• Work instructions:
Write out the lines of the records below verbatim, from the line that contains "I'm told the dog" through the line that contains "133;145;160;187", with both of those lines included.

• Data to process:

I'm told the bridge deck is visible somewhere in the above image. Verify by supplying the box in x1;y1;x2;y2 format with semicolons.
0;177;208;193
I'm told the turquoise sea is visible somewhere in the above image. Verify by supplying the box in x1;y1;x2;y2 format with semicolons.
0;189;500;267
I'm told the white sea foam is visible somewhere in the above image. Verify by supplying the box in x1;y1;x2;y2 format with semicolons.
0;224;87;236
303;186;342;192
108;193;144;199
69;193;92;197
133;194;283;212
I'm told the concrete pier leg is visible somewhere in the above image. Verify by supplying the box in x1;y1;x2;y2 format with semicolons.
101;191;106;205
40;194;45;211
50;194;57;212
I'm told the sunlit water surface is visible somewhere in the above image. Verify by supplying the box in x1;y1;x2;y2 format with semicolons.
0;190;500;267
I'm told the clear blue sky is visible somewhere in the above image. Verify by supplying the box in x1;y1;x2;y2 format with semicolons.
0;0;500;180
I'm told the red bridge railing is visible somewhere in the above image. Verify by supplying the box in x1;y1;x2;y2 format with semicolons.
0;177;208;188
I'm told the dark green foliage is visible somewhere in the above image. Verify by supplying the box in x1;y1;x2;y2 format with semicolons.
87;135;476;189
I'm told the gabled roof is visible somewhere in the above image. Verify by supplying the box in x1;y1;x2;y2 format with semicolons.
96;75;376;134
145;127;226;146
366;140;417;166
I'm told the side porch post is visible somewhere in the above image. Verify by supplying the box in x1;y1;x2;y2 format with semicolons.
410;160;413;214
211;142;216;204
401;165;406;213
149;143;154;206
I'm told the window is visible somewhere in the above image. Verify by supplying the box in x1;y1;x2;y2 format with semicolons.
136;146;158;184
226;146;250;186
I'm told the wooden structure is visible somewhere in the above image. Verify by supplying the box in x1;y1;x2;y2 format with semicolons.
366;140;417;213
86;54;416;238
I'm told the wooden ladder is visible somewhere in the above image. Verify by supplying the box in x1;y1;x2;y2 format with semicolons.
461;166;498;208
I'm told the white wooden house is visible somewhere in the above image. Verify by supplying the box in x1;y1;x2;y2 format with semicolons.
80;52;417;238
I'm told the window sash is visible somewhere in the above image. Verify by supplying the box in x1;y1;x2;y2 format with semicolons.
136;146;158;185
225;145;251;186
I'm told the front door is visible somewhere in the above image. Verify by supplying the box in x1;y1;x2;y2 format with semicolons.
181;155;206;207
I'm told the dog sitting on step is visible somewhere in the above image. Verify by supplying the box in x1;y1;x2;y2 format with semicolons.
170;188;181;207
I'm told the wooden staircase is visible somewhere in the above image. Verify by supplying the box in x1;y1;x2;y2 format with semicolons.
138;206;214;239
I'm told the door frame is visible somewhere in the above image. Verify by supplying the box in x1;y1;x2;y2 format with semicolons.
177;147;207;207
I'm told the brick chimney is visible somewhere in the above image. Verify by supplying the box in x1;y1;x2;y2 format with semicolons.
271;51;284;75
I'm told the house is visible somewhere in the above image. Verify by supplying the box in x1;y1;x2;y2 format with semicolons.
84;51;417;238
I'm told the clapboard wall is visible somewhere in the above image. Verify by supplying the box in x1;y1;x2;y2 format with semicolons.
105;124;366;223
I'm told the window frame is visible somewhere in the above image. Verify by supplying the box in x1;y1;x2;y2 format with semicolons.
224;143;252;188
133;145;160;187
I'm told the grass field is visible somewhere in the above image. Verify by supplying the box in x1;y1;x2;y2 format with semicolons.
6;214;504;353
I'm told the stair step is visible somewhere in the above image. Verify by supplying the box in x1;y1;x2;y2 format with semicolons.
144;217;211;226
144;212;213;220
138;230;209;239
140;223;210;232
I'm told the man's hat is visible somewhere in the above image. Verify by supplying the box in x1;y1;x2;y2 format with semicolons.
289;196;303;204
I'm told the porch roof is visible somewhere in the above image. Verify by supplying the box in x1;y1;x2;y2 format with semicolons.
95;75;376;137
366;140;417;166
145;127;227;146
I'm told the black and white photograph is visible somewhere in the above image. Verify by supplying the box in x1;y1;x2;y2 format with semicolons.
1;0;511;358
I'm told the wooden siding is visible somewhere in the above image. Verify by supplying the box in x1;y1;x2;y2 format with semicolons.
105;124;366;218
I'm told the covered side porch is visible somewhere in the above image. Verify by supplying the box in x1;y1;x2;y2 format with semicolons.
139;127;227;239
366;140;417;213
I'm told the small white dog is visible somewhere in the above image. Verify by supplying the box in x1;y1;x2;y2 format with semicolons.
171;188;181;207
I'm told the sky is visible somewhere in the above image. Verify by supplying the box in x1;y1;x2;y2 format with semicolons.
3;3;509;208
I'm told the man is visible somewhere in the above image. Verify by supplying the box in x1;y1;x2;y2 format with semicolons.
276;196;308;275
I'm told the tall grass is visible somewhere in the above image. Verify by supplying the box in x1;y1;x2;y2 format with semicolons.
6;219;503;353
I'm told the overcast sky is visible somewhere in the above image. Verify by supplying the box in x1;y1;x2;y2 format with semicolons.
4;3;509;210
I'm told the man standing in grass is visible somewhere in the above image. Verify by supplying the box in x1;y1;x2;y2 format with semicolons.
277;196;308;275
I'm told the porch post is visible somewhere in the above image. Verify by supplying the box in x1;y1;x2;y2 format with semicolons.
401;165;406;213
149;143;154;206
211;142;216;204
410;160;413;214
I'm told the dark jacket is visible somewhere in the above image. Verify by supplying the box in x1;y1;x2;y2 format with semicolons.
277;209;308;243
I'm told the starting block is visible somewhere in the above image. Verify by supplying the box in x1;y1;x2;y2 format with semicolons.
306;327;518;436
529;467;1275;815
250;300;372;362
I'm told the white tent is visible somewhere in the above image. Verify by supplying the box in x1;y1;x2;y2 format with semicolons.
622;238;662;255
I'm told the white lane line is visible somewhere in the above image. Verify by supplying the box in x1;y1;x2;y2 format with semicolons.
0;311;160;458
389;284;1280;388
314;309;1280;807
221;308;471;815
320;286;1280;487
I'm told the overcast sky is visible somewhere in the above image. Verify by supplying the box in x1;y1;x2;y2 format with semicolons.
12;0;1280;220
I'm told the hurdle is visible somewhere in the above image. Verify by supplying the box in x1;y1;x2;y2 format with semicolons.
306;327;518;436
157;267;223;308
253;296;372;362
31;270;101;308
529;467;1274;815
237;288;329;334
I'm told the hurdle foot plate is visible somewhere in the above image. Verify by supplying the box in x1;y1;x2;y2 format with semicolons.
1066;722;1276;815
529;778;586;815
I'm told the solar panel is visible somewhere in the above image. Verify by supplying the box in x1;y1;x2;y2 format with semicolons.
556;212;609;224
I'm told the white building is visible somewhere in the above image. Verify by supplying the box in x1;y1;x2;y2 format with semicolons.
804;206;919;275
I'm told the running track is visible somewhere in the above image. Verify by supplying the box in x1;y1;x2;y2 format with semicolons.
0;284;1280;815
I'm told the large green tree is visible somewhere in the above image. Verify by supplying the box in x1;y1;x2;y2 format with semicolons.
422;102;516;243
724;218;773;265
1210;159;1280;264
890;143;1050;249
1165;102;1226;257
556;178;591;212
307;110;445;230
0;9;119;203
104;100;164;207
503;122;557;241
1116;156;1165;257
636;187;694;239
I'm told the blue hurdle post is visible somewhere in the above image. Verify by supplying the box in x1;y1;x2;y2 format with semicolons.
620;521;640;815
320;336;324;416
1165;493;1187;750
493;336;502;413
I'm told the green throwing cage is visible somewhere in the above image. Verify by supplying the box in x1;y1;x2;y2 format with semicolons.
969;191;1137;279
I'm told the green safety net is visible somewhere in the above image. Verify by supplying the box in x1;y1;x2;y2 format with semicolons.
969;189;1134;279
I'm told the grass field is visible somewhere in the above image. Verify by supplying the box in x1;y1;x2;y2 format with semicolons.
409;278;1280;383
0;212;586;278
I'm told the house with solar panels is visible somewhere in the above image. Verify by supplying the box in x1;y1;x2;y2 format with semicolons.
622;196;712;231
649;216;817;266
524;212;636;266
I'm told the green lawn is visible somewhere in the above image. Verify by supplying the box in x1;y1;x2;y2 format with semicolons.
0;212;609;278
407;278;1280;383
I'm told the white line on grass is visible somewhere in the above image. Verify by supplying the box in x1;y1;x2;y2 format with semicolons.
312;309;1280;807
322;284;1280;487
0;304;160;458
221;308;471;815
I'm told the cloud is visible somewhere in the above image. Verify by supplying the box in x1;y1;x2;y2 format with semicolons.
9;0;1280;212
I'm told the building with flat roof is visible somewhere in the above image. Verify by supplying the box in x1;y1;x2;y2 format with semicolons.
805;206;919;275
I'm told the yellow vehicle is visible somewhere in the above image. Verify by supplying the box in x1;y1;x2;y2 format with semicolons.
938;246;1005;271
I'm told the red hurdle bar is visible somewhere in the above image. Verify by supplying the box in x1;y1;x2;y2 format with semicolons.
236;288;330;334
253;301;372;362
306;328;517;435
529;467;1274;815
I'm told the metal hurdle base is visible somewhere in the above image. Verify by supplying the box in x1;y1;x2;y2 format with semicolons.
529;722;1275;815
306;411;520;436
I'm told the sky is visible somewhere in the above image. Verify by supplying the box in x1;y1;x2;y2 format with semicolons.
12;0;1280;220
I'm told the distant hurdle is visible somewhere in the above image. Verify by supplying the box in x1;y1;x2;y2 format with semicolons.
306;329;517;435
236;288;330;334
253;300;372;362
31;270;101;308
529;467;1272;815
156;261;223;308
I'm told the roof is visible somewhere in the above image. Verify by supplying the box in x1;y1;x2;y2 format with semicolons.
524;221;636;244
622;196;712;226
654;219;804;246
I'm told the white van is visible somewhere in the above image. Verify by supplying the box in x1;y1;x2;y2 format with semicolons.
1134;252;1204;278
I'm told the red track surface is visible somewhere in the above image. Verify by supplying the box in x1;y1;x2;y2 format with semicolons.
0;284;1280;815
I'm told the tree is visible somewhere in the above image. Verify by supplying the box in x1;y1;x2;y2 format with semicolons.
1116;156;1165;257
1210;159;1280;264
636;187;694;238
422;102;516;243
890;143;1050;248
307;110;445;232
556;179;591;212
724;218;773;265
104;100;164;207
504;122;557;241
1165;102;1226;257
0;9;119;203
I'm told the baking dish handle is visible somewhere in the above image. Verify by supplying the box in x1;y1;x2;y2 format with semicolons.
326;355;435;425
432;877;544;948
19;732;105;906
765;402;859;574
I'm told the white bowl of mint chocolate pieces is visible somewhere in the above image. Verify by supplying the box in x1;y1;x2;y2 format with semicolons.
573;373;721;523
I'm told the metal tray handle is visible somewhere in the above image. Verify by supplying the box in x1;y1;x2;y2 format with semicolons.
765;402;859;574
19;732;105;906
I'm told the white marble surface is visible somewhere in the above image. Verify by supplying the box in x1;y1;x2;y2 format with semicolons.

• Exercise response:
I'm told the dog sitting on step is visible somewhere in the above image. Verify by supplying the box in x1;y1;x2;y2 format with semicolons.
170;188;181;207
I'm told the wooden staircase is visible somewhere in the above image. Verify by supplying the box in x1;y1;x2;y2 format with semicolons.
138;206;214;239
I'm told the door frame is visible somewhere in the above image. Verify by supplying the box in x1;y1;x2;y2 format with semicolons.
177;147;207;207
I'm told the brick chimney is visible somewhere in the above image. Verify by supplying the box in x1;y1;x2;y2 format with semicolons.
271;51;284;75
I'm told the house is visible somewhere in the above image. Verify by supplying the box in x1;y1;x2;y2 format with semicolons.
84;51;417;238
I'm told the clapboard wall is visible somewhere in the above image. Verify by supplying the box in x1;y1;x2;y2 format with semicolons.
105;124;366;223
I'm told the window frame is visible somewhere in the above image. Verify by supplying the box in x1;y1;x2;y2 format with semicolons.
224;143;252;188
133;145;160;187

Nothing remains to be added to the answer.